• **TEXT PROVIDED**
** begin **
Re: [slurm-users] Multi-node job failure

2019-12-11 Thread Chris Woelkers - NOAA Federal
I tried a simple thing of swapping out mpirun in the sbatch script for
srun. Nothing more, nothing less.
The model is now working on at least two nodes, I will have to test again
on more but this is progress.

Thanks,

Chris Woelkers
IT Specialist
National Oceanic and Atmospheric Agency
Great Lakes Environmental Research Laboratory
4840 S State Rd | Ann Arbor, MI 48108
734-741-2446


On Wed, Dec 11, 2019 at 10:17 AM Chris Woelkers - NOAA Federal <
chris.woelk...@noaa.gov> wrote:

> Thanks all for the ideas and possibilities. I will answer all in turn.
>
> Paul: Neither of the switches in use, Ethernet and Infiniband, have any
> form of broadcast storm protection enabled.
>
> Chris: I have passed on your question to the scientist that created
> the sbatch script. I will also look into other scripts that may make use of
> srun to find out if the same thing occurs.
>
> Jan-Albert: The mvapich2 package is provided by Bright and loaded as a
> module by the script before mpirun is executed.
>
> Zacarias: The drive that the data and script lives on is used is mounted
> on all the nodes at boot.
>
> Thanks,
>
> Chris Woelkers
> IT Specialist
> National Oceanic and Atmospheric Agency
> Great Lakes Environmental Research Laboratory
> 4840 S State Rd | Ann Arbor, MI 48108
> 734-741-2446
>
>
> On Wed, Dec 11, 2019 at 5:15 AM Zacarias Benta  wrote:
>
>> I had a simmilar issue, please check if the home drive, or the place the
>> data should be stored is mounted on the nodes.
>>
>> On Tue, 2019-12-10 at 14:49 -0500, Chris Woelkers - NOAA Federal wrote:
>>
>> I have a 16 node HPC that is in the process of being upgraded from CentOS
>> 6 to 7. All nodes are diskless and connected via 1Gbps Ethernet and FDR
>> Infiniband. I am using Bright Cluster Management to manage it and their
>> support has not found a solution to this problem.
>> For the most part the cluster is up and running with all nodes booting
>> and able to communicate with each other via all interfaces on a basic level.
** end **
• **PROBLEMS TO WORK ON**
[1] Please extract a passage from the Slurm thread verbatim: begin at the words that have "Re: [slurm-users] Multi-node" and stop after "this is progress.".
[2] Summarize the Slurm thread in two sentences.
Rely only on the Slurm thread for everything here.

• **LISTING**
** begin **
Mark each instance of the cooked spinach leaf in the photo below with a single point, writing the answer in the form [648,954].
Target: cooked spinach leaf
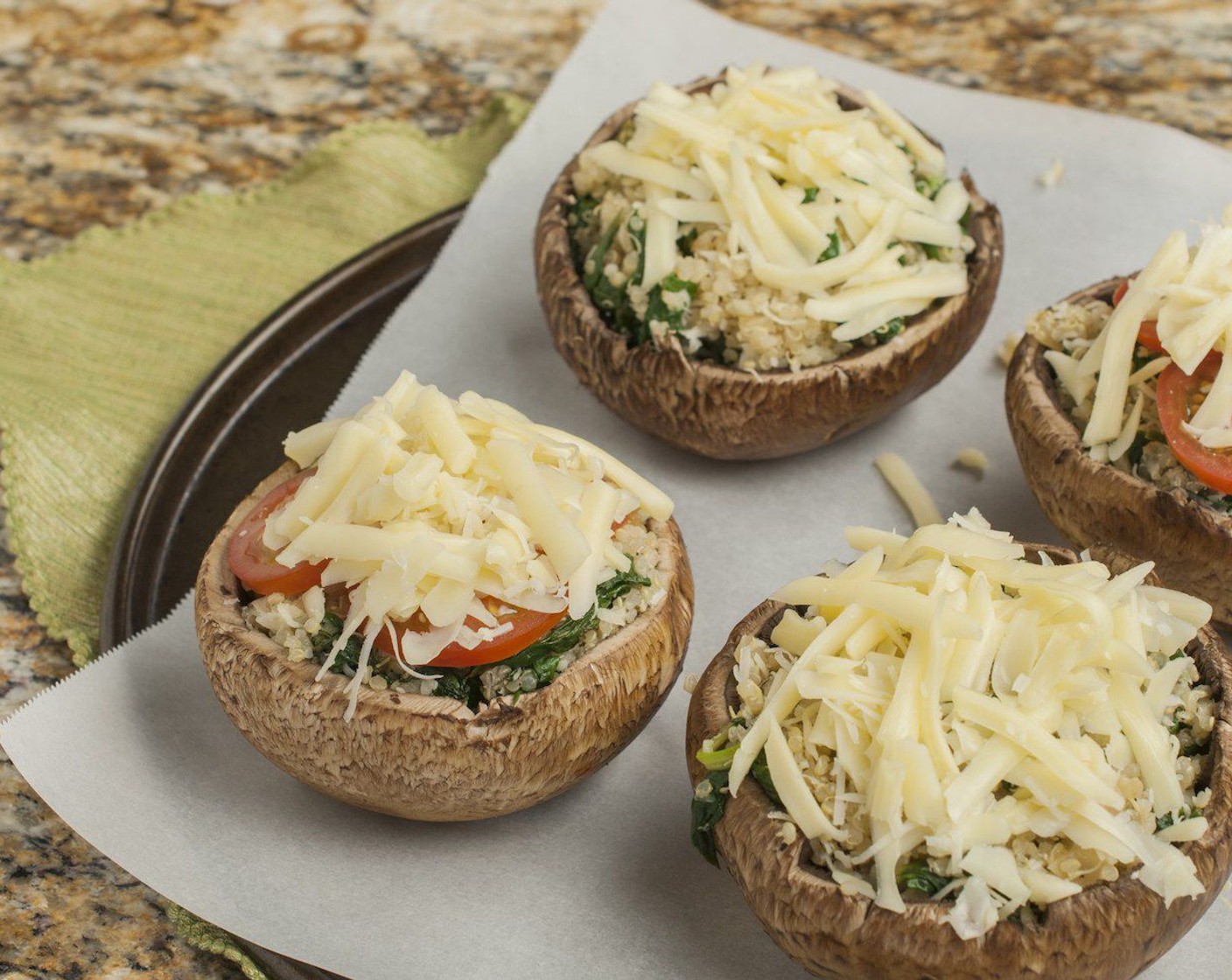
[918,877]
[657,307]
[1167,820]
[929,186]
[760,771]
[886,331]
[707,808]
[718,759]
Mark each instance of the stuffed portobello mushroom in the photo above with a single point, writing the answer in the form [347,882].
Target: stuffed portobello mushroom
[966,757]
[760,262]
[1120,404]
[443,611]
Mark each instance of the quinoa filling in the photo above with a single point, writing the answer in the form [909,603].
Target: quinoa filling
[1071,328]
[711,304]
[307,625]
[766,223]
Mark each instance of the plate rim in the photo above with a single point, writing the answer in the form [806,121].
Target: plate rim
[118,615]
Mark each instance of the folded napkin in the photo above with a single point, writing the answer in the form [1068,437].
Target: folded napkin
[105,340]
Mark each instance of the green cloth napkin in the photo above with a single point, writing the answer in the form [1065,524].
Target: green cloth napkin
[105,340]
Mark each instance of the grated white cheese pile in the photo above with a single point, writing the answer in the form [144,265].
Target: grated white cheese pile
[1189,292]
[423,504]
[822,200]
[1008,721]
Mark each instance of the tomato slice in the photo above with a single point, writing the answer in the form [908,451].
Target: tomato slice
[528,627]
[1148,332]
[256,564]
[1177,392]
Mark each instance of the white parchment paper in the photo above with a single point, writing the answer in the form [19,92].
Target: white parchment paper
[136,754]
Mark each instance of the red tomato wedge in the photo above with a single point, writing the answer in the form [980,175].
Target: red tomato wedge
[254,564]
[1177,395]
[1148,332]
[528,627]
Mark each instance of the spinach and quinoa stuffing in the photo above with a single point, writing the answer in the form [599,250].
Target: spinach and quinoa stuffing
[667,306]
[536,666]
[1069,328]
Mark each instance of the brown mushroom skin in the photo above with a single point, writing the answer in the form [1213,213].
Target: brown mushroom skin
[1089,500]
[431,759]
[730,415]
[1105,932]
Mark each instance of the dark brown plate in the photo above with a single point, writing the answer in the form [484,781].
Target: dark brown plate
[228,437]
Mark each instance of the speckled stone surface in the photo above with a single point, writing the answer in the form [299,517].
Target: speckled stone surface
[108,108]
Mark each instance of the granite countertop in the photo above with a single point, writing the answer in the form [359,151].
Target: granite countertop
[114,108]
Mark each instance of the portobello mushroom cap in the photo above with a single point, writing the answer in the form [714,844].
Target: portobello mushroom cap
[426,757]
[731,415]
[1105,932]
[1090,500]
** end **
• **ANSWERS BY TASK**
[1]
Re: [slurm-users] Multi-node job failure

2019-12-11 Thread Chris Woelkers - NOAA Federal
I tried a simple thing of swapping out mpirun in the sbatch script for
srun. Nothing more, nothing less.
The model is now working on at least two nodes, I will have to test again
on more but this is progress.

[2] A 16-node HPC cluster was being upgraded from CentOS 6 to 7 under Bright Cluster Management, and Bright's support had not found a solution to its multi-node job failure. Replies covered broadcast storm protection on the switches, how the mvapich2 module was loaded, and whether the data drive was mounted on the nodes, and swapping mpirun for srun in the sbatch script got the model working on at least two nodes.